### [Given request]
Everything from the line that holds "Category: billboard" through the end of the data below should be output exactly, both ends included.

Saved data entries
--------------------------------
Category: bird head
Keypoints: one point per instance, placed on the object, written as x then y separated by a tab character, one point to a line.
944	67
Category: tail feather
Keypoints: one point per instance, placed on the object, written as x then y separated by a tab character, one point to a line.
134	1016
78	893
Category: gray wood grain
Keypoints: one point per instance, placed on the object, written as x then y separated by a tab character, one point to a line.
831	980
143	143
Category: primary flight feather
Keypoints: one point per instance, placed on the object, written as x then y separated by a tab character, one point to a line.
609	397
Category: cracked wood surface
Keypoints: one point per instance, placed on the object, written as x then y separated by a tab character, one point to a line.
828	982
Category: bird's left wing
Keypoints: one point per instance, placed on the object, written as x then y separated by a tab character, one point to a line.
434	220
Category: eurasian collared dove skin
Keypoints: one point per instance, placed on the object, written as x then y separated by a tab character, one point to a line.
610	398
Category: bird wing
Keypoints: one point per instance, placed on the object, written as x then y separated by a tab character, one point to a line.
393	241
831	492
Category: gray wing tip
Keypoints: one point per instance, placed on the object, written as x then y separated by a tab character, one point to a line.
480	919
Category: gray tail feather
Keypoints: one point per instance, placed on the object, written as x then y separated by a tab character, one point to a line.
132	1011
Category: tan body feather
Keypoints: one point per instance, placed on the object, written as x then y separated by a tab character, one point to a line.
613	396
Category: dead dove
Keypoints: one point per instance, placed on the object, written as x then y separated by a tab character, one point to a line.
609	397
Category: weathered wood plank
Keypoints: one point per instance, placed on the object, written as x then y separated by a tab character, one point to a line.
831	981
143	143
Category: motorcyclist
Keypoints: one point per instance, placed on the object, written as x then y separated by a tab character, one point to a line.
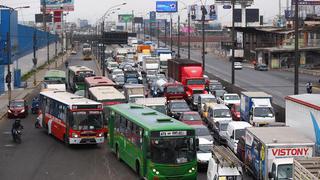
16	126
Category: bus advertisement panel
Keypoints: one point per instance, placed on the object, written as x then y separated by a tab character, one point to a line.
71	118
152	143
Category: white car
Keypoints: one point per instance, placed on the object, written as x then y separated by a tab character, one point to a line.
204	151
237	65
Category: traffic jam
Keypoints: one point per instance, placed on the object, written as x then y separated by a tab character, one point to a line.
163	117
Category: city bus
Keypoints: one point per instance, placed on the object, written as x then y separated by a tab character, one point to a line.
75	77
96	81
107	95
154	145
71	118
54	80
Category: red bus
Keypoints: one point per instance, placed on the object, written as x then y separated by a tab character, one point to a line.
107	95
95	81
71	118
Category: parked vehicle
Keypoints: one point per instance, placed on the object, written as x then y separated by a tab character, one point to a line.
174	91
204	152
278	146
235	130
303	114
17	108
191	118
261	67
203	99
158	103
235	112
256	108
203	132
176	107
134	91
224	165
189	73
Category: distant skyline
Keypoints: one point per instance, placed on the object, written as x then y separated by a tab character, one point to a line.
94	9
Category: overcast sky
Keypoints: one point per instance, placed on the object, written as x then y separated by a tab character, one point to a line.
94	9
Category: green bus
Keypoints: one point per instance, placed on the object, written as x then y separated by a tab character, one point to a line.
75	77
154	145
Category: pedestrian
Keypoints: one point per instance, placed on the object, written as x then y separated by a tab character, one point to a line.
309	87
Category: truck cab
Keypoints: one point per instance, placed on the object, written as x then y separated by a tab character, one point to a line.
281	169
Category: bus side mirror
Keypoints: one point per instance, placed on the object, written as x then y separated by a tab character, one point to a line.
197	144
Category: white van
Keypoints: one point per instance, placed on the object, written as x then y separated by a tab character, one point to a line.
235	130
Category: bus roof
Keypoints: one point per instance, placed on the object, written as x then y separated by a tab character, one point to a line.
68	98
98	81
106	93
148	118
79	68
55	73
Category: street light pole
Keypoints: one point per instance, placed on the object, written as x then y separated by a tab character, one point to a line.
296	48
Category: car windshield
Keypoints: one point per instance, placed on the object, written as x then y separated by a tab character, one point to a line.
231	97
205	148
16	104
239	133
173	150
221	113
191	117
202	131
179	105
263	112
175	89
86	120
285	171
195	82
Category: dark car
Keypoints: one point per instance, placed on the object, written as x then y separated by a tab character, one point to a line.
176	107
261	67
191	118
203	131
18	108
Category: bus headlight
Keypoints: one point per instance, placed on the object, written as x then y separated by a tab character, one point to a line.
74	135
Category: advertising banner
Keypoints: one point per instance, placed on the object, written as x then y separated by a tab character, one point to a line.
125	18
209	11
52	5
166	6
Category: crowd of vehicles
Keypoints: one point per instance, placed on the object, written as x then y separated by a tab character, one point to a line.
160	112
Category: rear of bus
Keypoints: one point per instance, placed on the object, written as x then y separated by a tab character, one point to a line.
172	155
86	124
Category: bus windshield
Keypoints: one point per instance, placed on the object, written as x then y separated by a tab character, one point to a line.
173	150
86	120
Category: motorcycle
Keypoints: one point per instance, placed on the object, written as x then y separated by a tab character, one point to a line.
17	135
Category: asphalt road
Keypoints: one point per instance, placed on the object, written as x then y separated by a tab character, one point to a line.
277	83
43	157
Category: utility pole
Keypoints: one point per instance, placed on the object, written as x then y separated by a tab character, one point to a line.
296	48
203	38
34	60
188	35
178	36
233	44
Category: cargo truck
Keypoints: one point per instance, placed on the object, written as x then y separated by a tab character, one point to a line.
189	73
256	108
306	168
303	114
269	151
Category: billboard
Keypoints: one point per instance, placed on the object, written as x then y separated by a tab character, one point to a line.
125	18
210	12
306	2
52	5
166	6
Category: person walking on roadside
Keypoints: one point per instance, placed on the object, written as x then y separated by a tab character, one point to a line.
309	87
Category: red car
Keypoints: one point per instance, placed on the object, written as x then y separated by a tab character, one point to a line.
235	112
17	108
191	118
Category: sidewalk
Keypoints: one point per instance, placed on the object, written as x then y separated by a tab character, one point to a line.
--------------------------------
### [Final result]
Category: billboard
Keypoints: one point per instance, placed on the object, written as x then y separated by a tab character, one point to a line.
125	18
210	12
306	2
52	5
166	6
Category: person walking on roadside
Keypoints: one point per instance, placed on the object, written as x then y separated by a tab character, one point to a line.
309	87
Category: red car
Keypoints: one point per instance, placed on the object, written as x then y separated by a tab character, one point to a line.
235	112
17	108
191	118
Category: sidewalk
Keypoints: one point per instance, placed on the object, written as x then y separated by a tab character, one point to a line.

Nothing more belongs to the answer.